Exercise passage:
════════════════
In the function-space view, the GP model for extrapolation uses the SM kernel in a Gaussian process prior:

\[f(x) \sim \mathcal{GP}(0,\, k_{\mathrm{SM}}(x, x' \mid \theta))\]

allowing the GP to express complex patterns through learned hyperparameters $\theta$. Learning proceeds by maximizing the marginal likelihood:

\[\log p(y \mid \theta, X) = -\underbrace{\frac{1}{2} y^\top (K_\theta + \sigma^2 I)^{-1} y}_{\text{model fit}} -\underbrace{\frac{1}{2} \log |K_\theta + \sigma^2 I|}_{\text{complexity penalty}} -\frac{N}{2} \log (2\pi)\]

which naturally balances model fit and complexity. The first term encourages the model to explain the data well, while the log-determinant penalizes unnecessary complexity. Because SM kernels are expressive yet have a manageable number of parameters, the marginal likelihood efficiently selects the right number and type of frequencies in the data. This enables the GP to achieve structured extrapolation that is far beyond what is possible with standard kernels.
════════════════
Records:
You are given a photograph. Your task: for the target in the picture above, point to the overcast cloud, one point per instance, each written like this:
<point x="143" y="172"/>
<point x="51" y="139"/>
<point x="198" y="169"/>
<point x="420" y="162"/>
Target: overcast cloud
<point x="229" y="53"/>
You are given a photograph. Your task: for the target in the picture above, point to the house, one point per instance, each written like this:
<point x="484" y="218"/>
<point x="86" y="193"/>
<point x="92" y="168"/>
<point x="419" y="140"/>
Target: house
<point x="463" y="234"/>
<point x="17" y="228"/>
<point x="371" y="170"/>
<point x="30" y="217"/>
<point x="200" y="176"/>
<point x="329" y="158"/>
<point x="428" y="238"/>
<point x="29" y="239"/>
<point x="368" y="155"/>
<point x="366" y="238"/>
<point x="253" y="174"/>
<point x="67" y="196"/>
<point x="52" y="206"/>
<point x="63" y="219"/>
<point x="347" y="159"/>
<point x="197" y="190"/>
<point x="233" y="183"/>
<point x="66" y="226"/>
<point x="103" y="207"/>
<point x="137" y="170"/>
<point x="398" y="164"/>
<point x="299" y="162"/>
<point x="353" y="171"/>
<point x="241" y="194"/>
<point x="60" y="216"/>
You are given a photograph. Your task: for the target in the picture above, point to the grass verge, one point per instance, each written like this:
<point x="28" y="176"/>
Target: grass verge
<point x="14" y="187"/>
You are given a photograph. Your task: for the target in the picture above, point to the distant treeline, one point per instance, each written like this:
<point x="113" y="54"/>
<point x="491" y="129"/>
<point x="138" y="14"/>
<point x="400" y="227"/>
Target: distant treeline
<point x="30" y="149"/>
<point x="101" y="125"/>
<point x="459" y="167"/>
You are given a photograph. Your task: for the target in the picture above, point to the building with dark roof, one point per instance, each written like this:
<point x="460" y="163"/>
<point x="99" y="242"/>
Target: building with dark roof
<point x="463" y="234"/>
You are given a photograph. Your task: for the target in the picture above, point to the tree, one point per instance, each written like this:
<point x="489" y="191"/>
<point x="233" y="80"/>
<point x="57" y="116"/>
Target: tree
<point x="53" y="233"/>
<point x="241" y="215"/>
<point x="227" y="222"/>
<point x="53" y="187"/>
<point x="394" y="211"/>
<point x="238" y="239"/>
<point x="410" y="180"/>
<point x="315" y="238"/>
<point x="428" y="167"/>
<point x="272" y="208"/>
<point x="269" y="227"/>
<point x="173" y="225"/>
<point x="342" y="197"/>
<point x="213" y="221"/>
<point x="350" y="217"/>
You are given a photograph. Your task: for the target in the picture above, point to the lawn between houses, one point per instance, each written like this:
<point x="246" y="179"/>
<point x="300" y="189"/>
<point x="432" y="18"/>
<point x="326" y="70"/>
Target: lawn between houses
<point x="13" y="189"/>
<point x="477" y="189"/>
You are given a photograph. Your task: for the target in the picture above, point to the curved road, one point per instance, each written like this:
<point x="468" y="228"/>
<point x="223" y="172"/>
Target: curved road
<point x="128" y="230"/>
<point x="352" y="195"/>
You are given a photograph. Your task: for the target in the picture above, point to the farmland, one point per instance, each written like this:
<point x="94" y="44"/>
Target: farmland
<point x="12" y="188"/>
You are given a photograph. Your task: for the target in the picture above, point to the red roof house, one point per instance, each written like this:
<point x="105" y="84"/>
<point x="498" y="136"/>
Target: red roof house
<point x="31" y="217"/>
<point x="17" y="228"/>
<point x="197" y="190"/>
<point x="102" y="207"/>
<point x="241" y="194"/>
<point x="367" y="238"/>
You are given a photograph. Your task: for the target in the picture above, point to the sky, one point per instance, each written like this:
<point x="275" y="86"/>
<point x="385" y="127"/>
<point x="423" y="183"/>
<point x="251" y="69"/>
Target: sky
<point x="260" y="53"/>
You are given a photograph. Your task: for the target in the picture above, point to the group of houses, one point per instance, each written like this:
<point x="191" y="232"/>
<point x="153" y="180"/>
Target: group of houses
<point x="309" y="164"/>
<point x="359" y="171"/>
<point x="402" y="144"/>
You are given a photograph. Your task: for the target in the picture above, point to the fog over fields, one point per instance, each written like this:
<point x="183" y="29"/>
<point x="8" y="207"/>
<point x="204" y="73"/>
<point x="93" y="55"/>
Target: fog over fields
════════════════
Quote the passage on Gaussian process extrapolation from "which naturally balances" up to and including "with standard kernels.".

which naturally balances model fit and complexity. The first term encourages the model to explain the data well, while the log-determinant penalizes unnecessary complexity. Because SM kernels are expressive yet have a manageable number of parameters, the marginal likelihood efficiently selects the right number and type of frequencies in the data. This enables the GP to achieve structured extrapolation that is far beyond what is possible with standard kernels.